> **Task goal**:
Rewrite every line, beginning at the line that contains "the black cooking" and continuing through the end of the rows, and add 125 to each x and y coordinate in the answer points.

(Records from a data collection)
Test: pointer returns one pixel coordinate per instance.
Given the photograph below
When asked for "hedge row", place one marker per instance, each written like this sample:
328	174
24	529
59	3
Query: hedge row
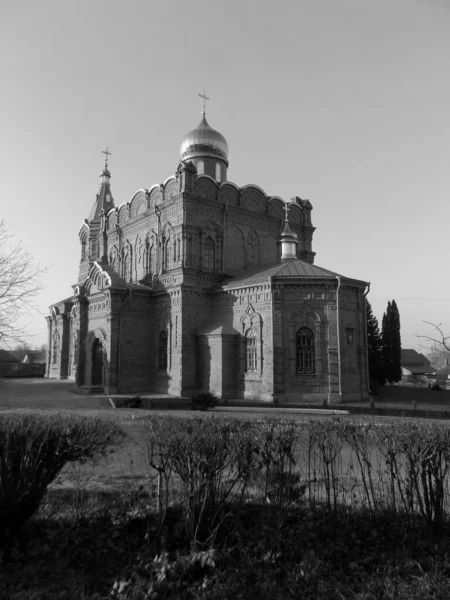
33	451
204	464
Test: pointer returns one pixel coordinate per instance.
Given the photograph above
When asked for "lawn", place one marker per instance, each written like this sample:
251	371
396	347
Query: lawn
99	525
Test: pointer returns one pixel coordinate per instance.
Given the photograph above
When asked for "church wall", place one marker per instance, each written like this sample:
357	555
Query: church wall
315	307
298	306
242	310
58	354
353	344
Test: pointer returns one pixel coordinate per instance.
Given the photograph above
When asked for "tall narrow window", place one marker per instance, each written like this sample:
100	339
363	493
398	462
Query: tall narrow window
209	254
305	351
251	354
83	248
163	347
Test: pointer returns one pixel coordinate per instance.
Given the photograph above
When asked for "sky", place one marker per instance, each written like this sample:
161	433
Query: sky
342	102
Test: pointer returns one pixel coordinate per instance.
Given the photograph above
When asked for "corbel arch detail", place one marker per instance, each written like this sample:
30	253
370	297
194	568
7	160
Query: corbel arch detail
306	319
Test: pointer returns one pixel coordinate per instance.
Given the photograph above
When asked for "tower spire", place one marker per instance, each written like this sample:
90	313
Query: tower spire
106	153
288	237
105	174
205	98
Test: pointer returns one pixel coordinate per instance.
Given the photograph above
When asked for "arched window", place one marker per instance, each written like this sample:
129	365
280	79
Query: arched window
167	255
163	347
251	354
305	359
209	254
55	348
83	248
125	265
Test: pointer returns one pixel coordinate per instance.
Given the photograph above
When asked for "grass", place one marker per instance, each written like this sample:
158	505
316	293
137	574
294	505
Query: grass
99	525
78	551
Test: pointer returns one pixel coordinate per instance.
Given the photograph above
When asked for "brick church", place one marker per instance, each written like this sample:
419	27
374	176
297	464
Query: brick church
198	283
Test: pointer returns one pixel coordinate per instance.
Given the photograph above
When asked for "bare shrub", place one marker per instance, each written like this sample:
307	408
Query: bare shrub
211	460
33	451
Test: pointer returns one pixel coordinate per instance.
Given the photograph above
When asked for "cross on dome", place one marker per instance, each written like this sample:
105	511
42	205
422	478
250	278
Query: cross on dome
205	98
105	152
286	211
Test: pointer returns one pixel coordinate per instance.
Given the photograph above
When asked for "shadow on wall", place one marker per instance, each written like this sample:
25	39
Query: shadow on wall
22	370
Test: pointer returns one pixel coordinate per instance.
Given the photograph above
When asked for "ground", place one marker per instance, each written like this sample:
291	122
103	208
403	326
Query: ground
76	553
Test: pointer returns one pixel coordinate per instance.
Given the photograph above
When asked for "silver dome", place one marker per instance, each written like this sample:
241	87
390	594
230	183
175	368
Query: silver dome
203	141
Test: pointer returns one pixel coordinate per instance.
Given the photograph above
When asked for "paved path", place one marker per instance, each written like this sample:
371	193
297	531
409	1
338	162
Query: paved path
41	393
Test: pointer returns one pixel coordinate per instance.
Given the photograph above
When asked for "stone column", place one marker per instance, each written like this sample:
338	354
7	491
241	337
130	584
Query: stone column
49	346
82	339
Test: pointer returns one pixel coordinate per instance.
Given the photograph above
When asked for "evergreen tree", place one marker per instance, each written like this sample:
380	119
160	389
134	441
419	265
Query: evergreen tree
375	346
392	348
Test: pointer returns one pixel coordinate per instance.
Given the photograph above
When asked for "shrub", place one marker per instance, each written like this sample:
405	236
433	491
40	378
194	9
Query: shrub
134	402
211	459
203	400
33	451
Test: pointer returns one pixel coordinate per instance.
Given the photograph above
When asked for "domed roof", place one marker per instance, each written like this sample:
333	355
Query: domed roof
203	141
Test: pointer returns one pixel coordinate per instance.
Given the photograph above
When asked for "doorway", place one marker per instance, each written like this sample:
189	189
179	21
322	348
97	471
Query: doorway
97	363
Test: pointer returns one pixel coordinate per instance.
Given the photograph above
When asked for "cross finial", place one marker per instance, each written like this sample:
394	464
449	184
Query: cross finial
105	152
205	98
286	211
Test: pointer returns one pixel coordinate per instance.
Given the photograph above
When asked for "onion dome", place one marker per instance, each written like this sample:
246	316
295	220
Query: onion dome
288	242
204	141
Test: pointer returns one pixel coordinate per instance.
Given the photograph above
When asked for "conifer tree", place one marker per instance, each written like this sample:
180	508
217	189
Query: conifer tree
392	349
375	347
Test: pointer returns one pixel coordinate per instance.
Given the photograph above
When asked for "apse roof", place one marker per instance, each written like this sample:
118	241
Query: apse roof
294	268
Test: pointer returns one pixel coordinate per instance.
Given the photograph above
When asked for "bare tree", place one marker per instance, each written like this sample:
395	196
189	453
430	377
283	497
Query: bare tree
20	283
440	338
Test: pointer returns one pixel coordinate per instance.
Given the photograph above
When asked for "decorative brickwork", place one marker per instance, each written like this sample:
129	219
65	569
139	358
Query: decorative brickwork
184	288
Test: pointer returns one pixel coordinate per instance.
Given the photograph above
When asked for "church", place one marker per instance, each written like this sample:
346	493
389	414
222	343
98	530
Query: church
199	284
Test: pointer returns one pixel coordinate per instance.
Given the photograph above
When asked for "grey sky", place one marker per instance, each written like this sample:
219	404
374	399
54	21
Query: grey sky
344	102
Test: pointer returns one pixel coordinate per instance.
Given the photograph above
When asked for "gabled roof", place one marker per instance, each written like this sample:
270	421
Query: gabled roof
415	362
103	201
35	356
411	357
7	357
294	268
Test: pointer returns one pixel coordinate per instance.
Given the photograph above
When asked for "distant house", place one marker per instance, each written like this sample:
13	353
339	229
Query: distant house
22	363
442	375
7	357
414	364
7	362
34	357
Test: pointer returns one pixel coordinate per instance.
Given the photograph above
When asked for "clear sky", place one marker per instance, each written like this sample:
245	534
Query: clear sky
343	102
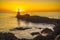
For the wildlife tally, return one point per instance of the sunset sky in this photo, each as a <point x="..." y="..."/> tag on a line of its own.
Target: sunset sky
<point x="28" y="5"/>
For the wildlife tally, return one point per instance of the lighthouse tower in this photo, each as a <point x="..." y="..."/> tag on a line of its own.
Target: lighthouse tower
<point x="18" y="13"/>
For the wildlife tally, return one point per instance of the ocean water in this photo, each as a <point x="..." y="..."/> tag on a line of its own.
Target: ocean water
<point x="9" y="21"/>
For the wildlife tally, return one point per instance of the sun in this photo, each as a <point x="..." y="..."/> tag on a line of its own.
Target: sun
<point x="20" y="10"/>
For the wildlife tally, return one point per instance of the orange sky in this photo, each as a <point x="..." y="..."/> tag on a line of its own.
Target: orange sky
<point x="30" y="5"/>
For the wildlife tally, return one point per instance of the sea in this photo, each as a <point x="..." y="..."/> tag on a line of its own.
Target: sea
<point x="9" y="21"/>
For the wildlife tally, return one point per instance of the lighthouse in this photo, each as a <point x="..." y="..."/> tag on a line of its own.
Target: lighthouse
<point x="18" y="13"/>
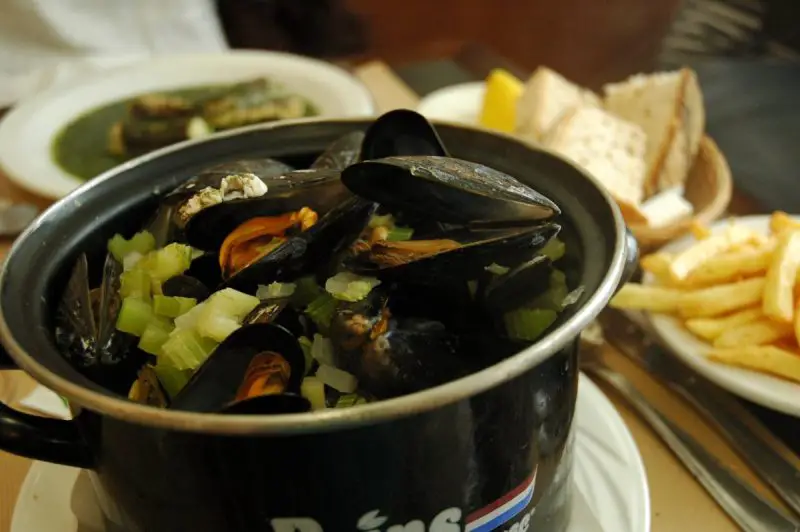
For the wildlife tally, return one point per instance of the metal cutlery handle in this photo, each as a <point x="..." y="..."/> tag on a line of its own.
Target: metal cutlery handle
<point x="750" y="511"/>
<point x="741" y="428"/>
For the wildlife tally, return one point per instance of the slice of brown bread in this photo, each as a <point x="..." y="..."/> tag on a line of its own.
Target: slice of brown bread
<point x="669" y="107"/>
<point x="546" y="97"/>
<point x="607" y="147"/>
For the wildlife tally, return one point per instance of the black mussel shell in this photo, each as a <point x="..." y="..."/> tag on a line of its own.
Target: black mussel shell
<point x="468" y="262"/>
<point x="214" y="385"/>
<point x="401" y="132"/>
<point x="520" y="285"/>
<point x="321" y="190"/>
<point x="185" y="286"/>
<point x="212" y="176"/>
<point x="342" y="153"/>
<point x="412" y="355"/>
<point x="206" y="269"/>
<point x="300" y="254"/>
<point x="448" y="190"/>
<point x="353" y="322"/>
<point x="287" y="403"/>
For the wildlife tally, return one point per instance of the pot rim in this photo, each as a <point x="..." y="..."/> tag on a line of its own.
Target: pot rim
<point x="320" y="420"/>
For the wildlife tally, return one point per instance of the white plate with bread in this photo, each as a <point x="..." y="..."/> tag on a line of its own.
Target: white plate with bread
<point x="643" y="139"/>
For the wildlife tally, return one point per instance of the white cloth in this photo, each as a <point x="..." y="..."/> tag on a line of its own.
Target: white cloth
<point x="43" y="42"/>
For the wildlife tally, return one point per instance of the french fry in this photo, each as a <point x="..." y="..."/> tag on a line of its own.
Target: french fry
<point x="721" y="299"/>
<point x="658" y="265"/>
<point x="781" y="277"/>
<point x="711" y="328"/>
<point x="759" y="332"/>
<point x="699" y="231"/>
<point x="635" y="296"/>
<point x="687" y="260"/>
<point x="764" y="358"/>
<point x="780" y="221"/>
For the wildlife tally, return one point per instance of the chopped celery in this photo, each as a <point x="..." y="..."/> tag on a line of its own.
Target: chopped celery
<point x="554" y="249"/>
<point x="171" y="378"/>
<point x="305" y="345"/>
<point x="172" y="307"/>
<point x="306" y="291"/>
<point x="189" y="320"/>
<point x="385" y="220"/>
<point x="169" y="261"/>
<point x="321" y="310"/>
<point x="232" y="303"/>
<point x="185" y="349"/>
<point x="348" y="286"/>
<point x="398" y="234"/>
<point x="275" y="290"/>
<point x="154" y="335"/>
<point x="497" y="269"/>
<point x="314" y="390"/>
<point x="134" y="316"/>
<point x="135" y="283"/>
<point x="528" y="323"/>
<point x="322" y="350"/>
<point x="350" y="399"/>
<point x="142" y="243"/>
<point x="552" y="298"/>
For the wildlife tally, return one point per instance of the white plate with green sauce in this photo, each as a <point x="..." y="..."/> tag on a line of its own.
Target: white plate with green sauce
<point x="54" y="141"/>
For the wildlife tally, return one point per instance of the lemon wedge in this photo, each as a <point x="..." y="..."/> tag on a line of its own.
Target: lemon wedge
<point x="503" y="90"/>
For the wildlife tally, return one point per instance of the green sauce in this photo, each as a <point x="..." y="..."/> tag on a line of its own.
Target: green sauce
<point x="81" y="147"/>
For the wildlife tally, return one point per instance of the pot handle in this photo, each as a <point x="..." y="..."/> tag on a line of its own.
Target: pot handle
<point x="40" y="438"/>
<point x="631" y="258"/>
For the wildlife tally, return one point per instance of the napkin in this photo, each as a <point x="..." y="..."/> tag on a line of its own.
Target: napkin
<point x="46" y="402"/>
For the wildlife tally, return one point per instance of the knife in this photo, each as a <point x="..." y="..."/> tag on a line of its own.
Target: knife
<point x="740" y="428"/>
<point x="747" y="508"/>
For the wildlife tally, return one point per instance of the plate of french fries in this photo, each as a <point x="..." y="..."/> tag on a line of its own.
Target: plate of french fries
<point x="726" y="300"/>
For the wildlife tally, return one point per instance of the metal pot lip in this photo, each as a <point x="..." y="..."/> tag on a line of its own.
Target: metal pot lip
<point x="331" y="419"/>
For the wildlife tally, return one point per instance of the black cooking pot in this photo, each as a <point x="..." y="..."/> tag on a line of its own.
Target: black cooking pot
<point x="480" y="453"/>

> **Right answer**:
For the wildlife tally, return one point per instance of the black cooking pot in this photo, each as a <point x="..." y="..."/> tag on a line of its own.
Target: black cooking pot
<point x="605" y="578"/>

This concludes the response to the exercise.